§ À faire
Recopiez le passage de l'extrait fourni situé entre « Lorsqu’un couple se » et « à ce paradigme. », ces deux bornes comprises.

§ Extrait fourni
※ ※ ※

Lorsqu’un couple se marie, un de ses premiers objectifs est d’« avoir » un enfant. Et, de fait, la Torah a assigné cette Mitsva aux hommes depuis le premier couple formé par Avraham et Sarah « Perou Ourvou » « Fructifiez et multipliez-vous ! ».
Toutefois, il est rare que les parents s’interrogent au préalable pour réfléchir à leur objectif en donnant la vie à un enfant. Ceci est particulièrement étonnant dans la mesure où généralement, toute entreprise humaine est guidée par un objectif. Et c’est à la lumière de cet objectif que nous réfléchissons au « plan » pour l’atteindre et aux « actions » à entreprendre, étape par étape, pour y parvenir. Mais, il semble que le fait de « donner la vie » échappe à ce paradigme.

※ ※ ※

§ Données affichées
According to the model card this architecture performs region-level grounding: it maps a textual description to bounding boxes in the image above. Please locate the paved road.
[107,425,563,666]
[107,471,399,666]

※ ※ ※

§ Réponse
Lorsqu’un couple se marie, un de ses premiers objectifs est d’« avoir » un enfant. Et, de fait, la Torah a assigné cette Mitsva aux hommes depuis le premier couple formé par Avraham et Sarah « Perou Ourvou » « Fructifiez et multipliez-vous ! ».
Toutefois, il est rare que les parents s’interrogent au préalable pour réfléchir à leur objectif en donnant la vie à un enfant. Ceci est particulièrement étonnant dans la mesure où généralement, toute entreprise humaine est guidée par un objectif. Et c’est à la lumière de cet objectif que nous réfléchissons au « plan » pour l’atteindre et aux « actions » à entreprendre, étape par étape, pour y parvenir. Mais, il semble que le fait de « donner la vie » échappe à ce paradigme.